STATED GOAL: From the line containing "Target: blue sky" to the end of the listing, write out every line exactly; leave out everything else.

Dataset rows on where objects appear

^^^^^^^^^^^^^^^^

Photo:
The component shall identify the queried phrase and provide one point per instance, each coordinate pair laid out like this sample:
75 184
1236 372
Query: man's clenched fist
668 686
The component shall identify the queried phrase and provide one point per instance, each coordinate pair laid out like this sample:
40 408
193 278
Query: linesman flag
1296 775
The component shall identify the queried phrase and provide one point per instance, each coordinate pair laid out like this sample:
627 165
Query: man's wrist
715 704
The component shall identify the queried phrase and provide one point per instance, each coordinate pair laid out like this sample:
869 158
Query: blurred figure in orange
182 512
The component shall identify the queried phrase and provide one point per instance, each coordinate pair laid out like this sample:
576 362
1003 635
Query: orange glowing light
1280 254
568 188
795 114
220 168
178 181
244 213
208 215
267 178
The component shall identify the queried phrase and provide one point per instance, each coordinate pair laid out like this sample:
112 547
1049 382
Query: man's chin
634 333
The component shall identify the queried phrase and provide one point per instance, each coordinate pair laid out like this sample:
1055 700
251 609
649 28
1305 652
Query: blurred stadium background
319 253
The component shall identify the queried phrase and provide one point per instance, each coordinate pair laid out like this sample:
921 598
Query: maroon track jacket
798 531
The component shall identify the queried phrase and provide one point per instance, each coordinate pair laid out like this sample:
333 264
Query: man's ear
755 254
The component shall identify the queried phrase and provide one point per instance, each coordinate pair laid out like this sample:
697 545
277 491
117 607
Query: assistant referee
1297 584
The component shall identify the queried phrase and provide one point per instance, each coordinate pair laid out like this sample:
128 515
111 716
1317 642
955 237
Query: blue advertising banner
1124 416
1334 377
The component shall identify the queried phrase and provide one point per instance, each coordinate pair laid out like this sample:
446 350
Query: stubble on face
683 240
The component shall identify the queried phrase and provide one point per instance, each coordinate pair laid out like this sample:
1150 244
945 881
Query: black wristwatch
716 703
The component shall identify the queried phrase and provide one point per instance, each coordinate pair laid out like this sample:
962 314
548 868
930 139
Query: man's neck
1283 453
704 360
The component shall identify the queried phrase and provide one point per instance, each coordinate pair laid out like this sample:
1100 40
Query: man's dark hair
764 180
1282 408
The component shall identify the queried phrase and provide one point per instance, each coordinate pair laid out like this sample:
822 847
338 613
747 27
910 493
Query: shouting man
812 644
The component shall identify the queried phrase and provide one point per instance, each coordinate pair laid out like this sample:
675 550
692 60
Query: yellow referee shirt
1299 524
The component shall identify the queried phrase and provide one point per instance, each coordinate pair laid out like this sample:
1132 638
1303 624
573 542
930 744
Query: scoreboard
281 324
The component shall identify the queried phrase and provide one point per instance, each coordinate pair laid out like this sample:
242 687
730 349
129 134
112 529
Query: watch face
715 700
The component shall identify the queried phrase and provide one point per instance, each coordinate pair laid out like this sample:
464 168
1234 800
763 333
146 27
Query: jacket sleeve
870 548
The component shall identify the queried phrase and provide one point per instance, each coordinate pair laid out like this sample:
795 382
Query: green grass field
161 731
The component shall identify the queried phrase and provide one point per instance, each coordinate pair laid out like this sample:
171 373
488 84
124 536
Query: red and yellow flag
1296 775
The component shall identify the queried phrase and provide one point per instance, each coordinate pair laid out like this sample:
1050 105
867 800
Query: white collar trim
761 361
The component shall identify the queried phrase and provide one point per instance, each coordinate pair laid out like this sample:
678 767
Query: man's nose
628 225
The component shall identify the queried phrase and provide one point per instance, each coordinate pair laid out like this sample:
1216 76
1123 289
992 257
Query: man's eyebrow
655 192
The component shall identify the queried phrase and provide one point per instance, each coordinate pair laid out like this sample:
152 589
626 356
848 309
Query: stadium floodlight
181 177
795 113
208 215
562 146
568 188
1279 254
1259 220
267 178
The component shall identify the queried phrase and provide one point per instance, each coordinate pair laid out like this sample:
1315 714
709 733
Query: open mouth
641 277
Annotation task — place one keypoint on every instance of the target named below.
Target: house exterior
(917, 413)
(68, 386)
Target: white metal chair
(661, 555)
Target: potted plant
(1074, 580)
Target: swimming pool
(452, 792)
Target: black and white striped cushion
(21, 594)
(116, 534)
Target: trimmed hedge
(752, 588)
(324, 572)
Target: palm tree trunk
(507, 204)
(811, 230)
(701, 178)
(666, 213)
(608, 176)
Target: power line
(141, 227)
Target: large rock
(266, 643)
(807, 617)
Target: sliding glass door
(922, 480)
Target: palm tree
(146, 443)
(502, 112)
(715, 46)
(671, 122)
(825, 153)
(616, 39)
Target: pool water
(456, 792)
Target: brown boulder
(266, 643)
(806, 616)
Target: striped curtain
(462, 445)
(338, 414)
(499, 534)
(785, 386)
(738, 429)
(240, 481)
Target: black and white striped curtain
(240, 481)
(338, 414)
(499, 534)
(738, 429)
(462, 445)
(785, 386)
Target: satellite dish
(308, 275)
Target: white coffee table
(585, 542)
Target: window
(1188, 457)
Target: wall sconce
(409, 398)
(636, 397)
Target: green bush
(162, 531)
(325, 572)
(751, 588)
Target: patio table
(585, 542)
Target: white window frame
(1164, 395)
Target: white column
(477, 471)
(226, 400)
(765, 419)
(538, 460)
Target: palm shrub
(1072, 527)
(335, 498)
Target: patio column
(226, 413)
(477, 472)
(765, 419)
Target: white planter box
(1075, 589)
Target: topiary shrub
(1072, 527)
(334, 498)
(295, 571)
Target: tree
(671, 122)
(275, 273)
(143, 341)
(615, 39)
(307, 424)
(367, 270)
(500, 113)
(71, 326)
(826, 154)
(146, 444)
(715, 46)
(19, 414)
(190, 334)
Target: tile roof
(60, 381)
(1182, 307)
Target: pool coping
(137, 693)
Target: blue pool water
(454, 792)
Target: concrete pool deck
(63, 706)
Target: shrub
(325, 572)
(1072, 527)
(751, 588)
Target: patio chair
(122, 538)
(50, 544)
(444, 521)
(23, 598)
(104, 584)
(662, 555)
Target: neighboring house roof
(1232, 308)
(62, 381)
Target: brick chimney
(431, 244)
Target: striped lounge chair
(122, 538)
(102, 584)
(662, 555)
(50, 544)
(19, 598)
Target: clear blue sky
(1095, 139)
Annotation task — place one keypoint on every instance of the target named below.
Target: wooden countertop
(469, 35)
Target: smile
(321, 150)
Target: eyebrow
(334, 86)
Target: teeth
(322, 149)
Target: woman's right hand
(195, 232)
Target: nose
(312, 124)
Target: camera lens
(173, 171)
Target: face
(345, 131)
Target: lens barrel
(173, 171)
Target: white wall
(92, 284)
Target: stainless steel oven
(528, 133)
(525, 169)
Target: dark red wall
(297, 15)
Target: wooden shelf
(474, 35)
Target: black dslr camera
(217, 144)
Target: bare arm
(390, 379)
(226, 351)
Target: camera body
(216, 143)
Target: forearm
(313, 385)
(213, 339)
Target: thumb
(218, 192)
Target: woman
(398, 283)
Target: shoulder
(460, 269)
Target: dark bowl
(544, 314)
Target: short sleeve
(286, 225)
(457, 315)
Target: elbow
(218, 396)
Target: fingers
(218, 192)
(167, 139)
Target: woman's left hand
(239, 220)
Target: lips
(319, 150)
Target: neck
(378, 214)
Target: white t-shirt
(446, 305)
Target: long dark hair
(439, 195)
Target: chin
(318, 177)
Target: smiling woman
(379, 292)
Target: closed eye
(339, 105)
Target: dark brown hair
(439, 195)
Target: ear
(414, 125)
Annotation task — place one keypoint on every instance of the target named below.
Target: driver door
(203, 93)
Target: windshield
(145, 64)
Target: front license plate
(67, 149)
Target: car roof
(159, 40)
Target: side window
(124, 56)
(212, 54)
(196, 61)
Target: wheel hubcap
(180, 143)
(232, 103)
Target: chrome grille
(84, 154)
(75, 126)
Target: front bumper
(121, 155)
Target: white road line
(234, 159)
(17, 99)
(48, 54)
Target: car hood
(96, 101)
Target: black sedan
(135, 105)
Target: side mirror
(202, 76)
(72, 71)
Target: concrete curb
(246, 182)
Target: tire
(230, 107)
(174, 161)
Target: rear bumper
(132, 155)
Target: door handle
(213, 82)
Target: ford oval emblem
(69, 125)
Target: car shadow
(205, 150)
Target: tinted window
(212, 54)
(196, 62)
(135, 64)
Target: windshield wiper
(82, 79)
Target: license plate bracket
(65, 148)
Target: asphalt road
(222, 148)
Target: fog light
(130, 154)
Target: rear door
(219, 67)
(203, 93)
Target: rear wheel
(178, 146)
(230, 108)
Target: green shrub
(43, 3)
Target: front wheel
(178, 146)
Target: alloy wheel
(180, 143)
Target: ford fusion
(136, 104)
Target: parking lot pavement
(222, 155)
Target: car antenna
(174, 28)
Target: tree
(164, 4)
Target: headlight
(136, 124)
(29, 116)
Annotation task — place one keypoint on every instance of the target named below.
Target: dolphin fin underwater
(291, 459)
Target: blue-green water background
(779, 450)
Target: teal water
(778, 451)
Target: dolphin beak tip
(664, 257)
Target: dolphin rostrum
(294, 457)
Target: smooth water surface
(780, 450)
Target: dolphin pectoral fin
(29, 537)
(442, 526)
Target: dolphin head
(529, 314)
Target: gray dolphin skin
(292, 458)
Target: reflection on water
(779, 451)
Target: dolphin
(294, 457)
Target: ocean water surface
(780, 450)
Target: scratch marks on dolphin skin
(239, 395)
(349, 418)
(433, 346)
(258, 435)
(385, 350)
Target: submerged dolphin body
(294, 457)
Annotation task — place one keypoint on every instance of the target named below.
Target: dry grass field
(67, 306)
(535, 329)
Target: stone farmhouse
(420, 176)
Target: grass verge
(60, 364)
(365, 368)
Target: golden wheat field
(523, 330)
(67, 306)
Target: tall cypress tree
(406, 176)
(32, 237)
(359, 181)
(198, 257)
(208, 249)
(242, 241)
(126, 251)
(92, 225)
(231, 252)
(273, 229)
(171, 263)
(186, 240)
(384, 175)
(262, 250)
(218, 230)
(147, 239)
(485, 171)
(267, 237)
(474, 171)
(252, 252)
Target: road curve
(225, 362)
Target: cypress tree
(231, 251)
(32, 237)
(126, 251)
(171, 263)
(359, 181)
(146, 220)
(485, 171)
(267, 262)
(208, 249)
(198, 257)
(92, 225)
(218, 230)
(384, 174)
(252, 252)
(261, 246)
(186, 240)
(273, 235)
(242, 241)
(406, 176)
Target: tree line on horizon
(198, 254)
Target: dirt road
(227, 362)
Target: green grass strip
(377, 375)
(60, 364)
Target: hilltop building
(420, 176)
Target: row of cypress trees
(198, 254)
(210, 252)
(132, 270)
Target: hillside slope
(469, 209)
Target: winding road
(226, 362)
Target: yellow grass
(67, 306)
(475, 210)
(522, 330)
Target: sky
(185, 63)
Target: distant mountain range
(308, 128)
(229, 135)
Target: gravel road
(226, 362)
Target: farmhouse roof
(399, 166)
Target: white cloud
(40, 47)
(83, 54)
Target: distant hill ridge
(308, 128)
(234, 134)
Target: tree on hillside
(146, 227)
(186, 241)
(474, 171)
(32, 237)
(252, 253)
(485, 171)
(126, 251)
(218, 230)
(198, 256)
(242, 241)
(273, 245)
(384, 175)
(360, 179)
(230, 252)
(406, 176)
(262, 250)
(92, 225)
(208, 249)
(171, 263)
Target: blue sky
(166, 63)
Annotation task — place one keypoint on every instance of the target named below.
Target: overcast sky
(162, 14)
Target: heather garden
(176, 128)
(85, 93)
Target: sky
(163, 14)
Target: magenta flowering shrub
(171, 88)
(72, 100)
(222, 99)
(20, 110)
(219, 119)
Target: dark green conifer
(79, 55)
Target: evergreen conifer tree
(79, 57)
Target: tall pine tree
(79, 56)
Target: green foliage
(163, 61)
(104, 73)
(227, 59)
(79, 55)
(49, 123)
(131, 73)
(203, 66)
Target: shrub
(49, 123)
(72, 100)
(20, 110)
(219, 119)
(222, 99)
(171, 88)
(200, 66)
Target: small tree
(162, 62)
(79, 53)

^^^^^^^^^^^^^^^^

SOLUTION BELOW:
Target: blue sky
(166, 63)
Annotation task — place one keypoint on every instance of the target named below.
Target: overcast sky
(162, 14)
Target: heather garden
(176, 128)
(85, 93)
Target: sky
(163, 14)
Target: magenta flowering shrub
(171, 88)
(72, 100)
(222, 99)
(20, 110)
(219, 119)
Target: dark green conifer
(79, 55)
Target: evergreen conifer tree
(79, 57)
Target: tall pine tree
(79, 56)
Target: green foliage
(163, 61)
(104, 73)
(227, 59)
(79, 55)
(49, 123)
(131, 73)
(203, 66)
Target: shrub
(49, 123)
(72, 100)
(20, 110)
(219, 119)
(222, 99)
(171, 88)
(200, 66)
Target: small tree
(162, 62)
(79, 53)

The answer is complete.